* **TASK DETAILS**
Count how many lines of the data include the string "white", then say that number and stop.

** RECORDS FOR THIS TASK follows **

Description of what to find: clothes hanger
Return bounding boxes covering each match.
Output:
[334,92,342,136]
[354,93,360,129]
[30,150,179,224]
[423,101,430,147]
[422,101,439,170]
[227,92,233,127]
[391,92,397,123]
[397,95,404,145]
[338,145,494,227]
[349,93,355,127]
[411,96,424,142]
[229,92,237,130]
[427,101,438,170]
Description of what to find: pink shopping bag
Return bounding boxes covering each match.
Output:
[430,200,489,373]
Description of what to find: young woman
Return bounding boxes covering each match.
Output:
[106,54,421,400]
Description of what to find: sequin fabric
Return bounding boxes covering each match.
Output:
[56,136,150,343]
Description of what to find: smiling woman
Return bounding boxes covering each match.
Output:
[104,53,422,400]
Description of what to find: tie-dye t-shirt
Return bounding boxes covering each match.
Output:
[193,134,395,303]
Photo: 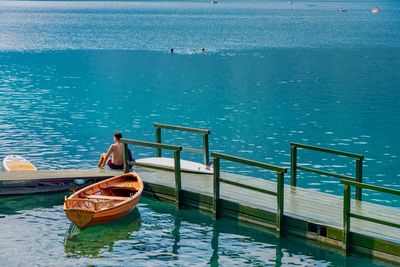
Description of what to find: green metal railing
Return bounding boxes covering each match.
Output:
[290,143,364,200]
[154,123,211,165]
[211,152,287,235]
[341,180,400,251]
[120,138,183,208]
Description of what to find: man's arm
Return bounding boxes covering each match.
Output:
[101,145,114,167]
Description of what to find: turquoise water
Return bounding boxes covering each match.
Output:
[0,193,392,266]
[1,1,399,204]
[0,0,400,265]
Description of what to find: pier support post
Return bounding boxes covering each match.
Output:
[355,159,363,201]
[203,134,210,165]
[213,157,220,219]
[174,150,182,208]
[290,145,297,187]
[123,143,130,173]
[276,171,285,236]
[155,126,162,157]
[343,184,351,252]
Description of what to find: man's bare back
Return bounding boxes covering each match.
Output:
[109,143,123,165]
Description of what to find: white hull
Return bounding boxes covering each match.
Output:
[135,157,213,174]
[2,155,37,171]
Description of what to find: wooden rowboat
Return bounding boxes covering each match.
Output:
[64,172,143,230]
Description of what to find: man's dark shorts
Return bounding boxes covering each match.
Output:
[107,159,123,170]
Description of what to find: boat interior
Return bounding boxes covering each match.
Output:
[66,178,141,211]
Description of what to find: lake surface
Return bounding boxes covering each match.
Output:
[0,193,392,266]
[0,0,399,265]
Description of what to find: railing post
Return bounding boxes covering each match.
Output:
[155,126,162,157]
[213,157,220,219]
[343,184,351,252]
[355,159,363,201]
[276,171,284,236]
[290,144,297,187]
[174,150,182,208]
[203,133,210,165]
[123,143,129,173]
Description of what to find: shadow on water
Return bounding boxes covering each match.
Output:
[0,192,65,215]
[64,208,141,258]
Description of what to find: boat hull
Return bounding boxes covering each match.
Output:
[2,155,37,171]
[64,172,143,229]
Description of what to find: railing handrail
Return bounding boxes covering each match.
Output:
[341,180,400,196]
[297,166,355,181]
[212,152,286,235]
[154,122,210,165]
[290,142,364,159]
[342,180,400,251]
[121,138,182,151]
[154,123,210,135]
[291,142,364,201]
[211,152,287,174]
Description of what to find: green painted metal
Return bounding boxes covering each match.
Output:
[121,138,181,151]
[203,133,210,165]
[290,143,364,201]
[276,172,284,235]
[290,142,364,159]
[350,213,400,229]
[123,143,130,173]
[296,166,355,181]
[155,127,162,157]
[181,147,203,154]
[211,152,287,174]
[341,180,400,196]
[343,184,351,251]
[174,150,182,208]
[211,151,287,234]
[154,123,210,135]
[355,159,363,201]
[350,232,400,257]
[153,123,211,165]
[213,157,220,219]
[290,145,297,187]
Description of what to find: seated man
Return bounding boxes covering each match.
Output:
[98,132,125,170]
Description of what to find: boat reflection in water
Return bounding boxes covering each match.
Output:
[64,208,141,258]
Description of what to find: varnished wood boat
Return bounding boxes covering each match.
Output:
[64,172,143,230]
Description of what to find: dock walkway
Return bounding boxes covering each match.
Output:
[135,167,400,245]
[1,123,399,263]
[0,167,399,263]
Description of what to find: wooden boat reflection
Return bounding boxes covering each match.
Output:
[64,208,141,257]
[64,172,143,230]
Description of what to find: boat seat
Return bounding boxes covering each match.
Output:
[85,195,130,201]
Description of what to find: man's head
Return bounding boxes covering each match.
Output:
[114,132,122,141]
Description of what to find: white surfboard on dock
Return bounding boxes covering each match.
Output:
[2,155,37,172]
[135,157,213,174]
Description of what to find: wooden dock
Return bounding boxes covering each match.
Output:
[133,167,400,263]
[1,166,398,263]
[1,124,399,264]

** End of RECORDS FOR THIS TASK **

* **ANSWER TO THIS PROBLEM**
2